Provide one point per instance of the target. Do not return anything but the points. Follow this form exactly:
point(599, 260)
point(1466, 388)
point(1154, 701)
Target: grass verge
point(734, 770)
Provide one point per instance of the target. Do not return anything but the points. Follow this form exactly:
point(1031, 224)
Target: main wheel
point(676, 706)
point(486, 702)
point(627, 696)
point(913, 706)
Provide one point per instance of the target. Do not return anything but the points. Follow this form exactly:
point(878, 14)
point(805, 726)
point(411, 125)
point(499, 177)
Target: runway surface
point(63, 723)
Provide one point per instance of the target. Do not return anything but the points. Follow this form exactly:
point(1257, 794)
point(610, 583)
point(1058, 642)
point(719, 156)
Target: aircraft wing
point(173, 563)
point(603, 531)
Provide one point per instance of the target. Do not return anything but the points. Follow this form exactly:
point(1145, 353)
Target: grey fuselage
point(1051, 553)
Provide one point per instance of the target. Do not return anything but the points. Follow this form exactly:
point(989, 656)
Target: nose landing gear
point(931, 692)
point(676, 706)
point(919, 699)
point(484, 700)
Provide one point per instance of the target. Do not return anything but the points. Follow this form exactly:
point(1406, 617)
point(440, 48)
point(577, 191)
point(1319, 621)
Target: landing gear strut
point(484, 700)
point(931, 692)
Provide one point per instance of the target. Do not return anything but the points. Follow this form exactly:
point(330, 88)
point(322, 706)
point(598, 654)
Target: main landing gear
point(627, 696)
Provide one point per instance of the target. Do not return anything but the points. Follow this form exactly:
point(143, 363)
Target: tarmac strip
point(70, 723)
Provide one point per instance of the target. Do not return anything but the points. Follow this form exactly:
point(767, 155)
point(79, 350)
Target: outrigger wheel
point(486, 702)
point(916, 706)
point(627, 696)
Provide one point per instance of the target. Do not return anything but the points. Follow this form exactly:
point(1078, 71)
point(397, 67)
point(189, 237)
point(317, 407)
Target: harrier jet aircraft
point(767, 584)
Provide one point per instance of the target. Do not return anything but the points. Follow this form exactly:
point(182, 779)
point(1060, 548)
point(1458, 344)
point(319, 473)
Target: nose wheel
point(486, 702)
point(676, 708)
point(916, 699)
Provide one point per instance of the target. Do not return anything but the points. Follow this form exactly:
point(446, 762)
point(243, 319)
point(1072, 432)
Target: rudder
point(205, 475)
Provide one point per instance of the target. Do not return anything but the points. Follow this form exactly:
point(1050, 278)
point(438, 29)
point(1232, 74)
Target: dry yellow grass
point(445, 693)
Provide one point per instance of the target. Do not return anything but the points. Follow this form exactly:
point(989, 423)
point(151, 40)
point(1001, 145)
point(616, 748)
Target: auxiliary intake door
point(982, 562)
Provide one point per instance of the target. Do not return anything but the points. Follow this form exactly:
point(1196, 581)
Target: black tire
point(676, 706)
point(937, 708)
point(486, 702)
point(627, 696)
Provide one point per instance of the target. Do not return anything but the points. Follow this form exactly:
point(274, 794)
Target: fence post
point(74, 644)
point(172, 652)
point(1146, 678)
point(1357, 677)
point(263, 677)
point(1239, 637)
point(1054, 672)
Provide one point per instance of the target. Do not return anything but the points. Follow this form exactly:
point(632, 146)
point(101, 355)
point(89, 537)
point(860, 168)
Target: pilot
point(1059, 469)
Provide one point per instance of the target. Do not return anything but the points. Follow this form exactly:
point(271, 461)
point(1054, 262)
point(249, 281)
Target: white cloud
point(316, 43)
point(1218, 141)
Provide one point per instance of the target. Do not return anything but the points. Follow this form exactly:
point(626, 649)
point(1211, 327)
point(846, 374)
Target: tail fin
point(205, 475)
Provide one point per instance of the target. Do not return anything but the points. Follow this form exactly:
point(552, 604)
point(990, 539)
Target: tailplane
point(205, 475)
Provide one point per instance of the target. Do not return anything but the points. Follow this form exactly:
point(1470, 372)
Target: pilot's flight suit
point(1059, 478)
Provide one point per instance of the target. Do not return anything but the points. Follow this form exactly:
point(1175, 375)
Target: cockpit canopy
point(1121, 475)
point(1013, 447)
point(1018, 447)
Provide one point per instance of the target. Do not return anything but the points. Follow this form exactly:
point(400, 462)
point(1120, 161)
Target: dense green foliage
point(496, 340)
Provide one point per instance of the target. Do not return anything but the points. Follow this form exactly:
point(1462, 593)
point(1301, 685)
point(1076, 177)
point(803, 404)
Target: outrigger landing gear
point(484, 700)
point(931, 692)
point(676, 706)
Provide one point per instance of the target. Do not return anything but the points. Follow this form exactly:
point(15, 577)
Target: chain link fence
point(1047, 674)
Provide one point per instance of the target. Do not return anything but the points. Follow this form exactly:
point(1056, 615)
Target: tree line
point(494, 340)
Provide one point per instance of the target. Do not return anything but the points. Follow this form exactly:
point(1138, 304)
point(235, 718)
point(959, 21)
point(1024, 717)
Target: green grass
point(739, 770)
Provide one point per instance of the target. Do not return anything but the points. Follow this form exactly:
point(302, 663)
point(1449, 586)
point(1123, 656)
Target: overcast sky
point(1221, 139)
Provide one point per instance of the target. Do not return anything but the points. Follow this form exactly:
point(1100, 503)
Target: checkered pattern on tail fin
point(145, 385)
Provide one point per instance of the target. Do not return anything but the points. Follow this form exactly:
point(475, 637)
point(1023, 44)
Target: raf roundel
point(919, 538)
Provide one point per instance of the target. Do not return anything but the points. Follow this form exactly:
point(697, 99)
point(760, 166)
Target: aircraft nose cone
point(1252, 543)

§ Task description:
Could you copy out all of the material above, word for word and line for line, without changing anything?

§ Completed task:
Provide one point per instance of the target. Do not return anything but the points. Follow this form exactly:
point(599, 260)
point(1466, 388)
point(1154, 701)
Target: grass verge
point(734, 770)
Provide one point per instance of the target. Do not return anything but the points. Follow this form exactly:
point(1031, 224)
Target: main wheel
point(676, 706)
point(486, 702)
point(627, 696)
point(913, 706)
Provide one point per instance of the target. Do not return anything but the points. Follow this form exactly:
point(878, 14)
point(805, 726)
point(411, 125)
point(499, 177)
Target: runway surface
point(63, 723)
Provide one point per instance of the target. Do not return anything but the points. Follow this form exactly:
point(1257, 794)
point(610, 583)
point(1058, 642)
point(719, 156)
Target: aircraft wing
point(173, 563)
point(603, 531)
Provide one point per instance of the target. Do not return anything but the points. Follow this form exactly:
point(1145, 353)
Target: grey fuselage
point(1051, 553)
Provide one point per instance of the target. Do not return anything but the points. Follow this form exactly:
point(989, 656)
Target: nose landing gear
point(931, 692)
point(676, 706)
point(919, 699)
point(484, 700)
Provide one point per instance of the target. Do not return anything but the points. Follow this form exactly:
point(1406, 617)
point(440, 48)
point(577, 191)
point(1319, 621)
Target: landing gear strut
point(484, 700)
point(931, 692)
Provide one point per instance of the target. Do not return anything but the points. Follow this form exactly:
point(330, 88)
point(322, 706)
point(598, 654)
Target: main landing gear
point(627, 696)
Provide one point per instance of the target. Do not return anything but the points. Follow this form exactly:
point(143, 363)
Target: tarmac strip
point(70, 723)
Provide one point per instance of the target. Do not return anything but the points. Follow this form exactly:
point(767, 155)
point(79, 350)
Target: outrigger wheel
point(486, 702)
point(916, 706)
point(627, 696)
Provide one point per instance of the target. Do not return anything but the points. Follow this form exactly:
point(1078, 71)
point(397, 67)
point(189, 237)
point(317, 407)
Target: harrier jet aircraft
point(767, 584)
Provide one point per instance of the target. Do not return anything but the points. Follow this form exactly:
point(182, 779)
point(1060, 548)
point(1458, 344)
point(319, 473)
Target: nose wheel
point(486, 702)
point(676, 708)
point(916, 699)
Provide one point per instance of the target. Do not return anything but the points. Follow this form exactly:
point(446, 762)
point(243, 319)
point(1072, 432)
Target: rudder
point(205, 475)
Provide one point per instance of the target. Do not return anything but the points. Follow this form exactly:
point(1050, 278)
point(438, 29)
point(1232, 74)
Target: dry yellow grass
point(445, 693)
Provide one point per instance of the target. Do not return anything but the points. Follow this form exactly:
point(989, 423)
point(151, 40)
point(1001, 145)
point(616, 748)
Target: auxiliary intake door
point(982, 562)
Provide one point per instance of the target. Do not return anything but the points. Follow this form exactly:
point(1196, 581)
Target: black tire
point(676, 706)
point(937, 708)
point(486, 702)
point(627, 696)
Provide one point per instance of the target. Do not return anything but the points. Follow this form exactly:
point(274, 794)
Target: fence post
point(74, 644)
point(172, 652)
point(1146, 678)
point(1357, 677)
point(263, 677)
point(1239, 637)
point(1054, 672)
Provide one point per instance of the target. Do not return anything but the points. Follow this form exactly:
point(632, 146)
point(101, 355)
point(89, 537)
point(860, 168)
Target: pilot
point(1059, 469)
Provide one point per instance of the target. Do not return anything but the points. Follow this form exactly:
point(271, 461)
point(1054, 262)
point(249, 281)
Target: white cloud
point(316, 43)
point(1218, 141)
Provide one point per instance of the target. Do not return anything but the points. Follow this form exactly:
point(626, 649)
point(1211, 327)
point(846, 374)
Target: tail fin
point(205, 475)
Provide one point per instance of the target. Do not return anything but the points. Follow this form exactly:
point(552, 604)
point(990, 539)
Target: tailplane
point(205, 475)
Provide one point per instance of the target. Do not return anything but the points. Follow this form exactly:
point(1470, 372)
Target: pilot's flight suit
point(1059, 478)
Provide one point per instance of the target. Do not return anything but the points. Follow this form exactly:
point(1175, 375)
Target: cockpit canopy
point(1121, 475)
point(1013, 447)
point(1018, 447)
Provide one point per instance of the target. Do not return anything but the points. Follow this form exactly:
point(400, 462)
point(1120, 161)
Target: dense green foliage
point(496, 340)
Provide one point per instance of the target. Do not return anything but the points. Follow this form exactly:
point(1462, 593)
point(1301, 685)
point(1076, 177)
point(803, 404)
Target: outrigger landing gear
point(484, 700)
point(931, 692)
point(676, 706)
Provide one point per instance of the target. Do not return anything but the points. Follow this form exactly:
point(15, 577)
Target: chain link fence
point(1047, 674)
Provide one point per instance of the target. Do not return anything but the points. Follow this form exactly:
point(1056, 615)
Target: tree line
point(494, 340)
Provide one point per instance of the target. Do not return anything but the points. Follow this form exactly:
point(1138, 304)
point(235, 718)
point(959, 21)
point(1024, 717)
Target: green grass
point(739, 770)
Provide one point per instance of the target. Do not return anything but the points. Follow this form exactly:
point(302, 663)
point(1449, 586)
point(1123, 656)
Target: overcast sky
point(1221, 139)
Provide one point per instance of the target. Do not return anything but the points. Follow this form exactly:
point(1100, 503)
Target: checkered pattern on tail fin
point(145, 385)
Provide one point per instance of the target. Do not return anything but the points. Follow this form exactly:
point(475, 637)
point(1023, 44)
Target: raf roundel
point(919, 538)
Provide one point per instance of the target. Do not return anything but the points. Follow this form exactly:
point(697, 99)
point(760, 166)
Target: aircraft nose cone
point(1252, 543)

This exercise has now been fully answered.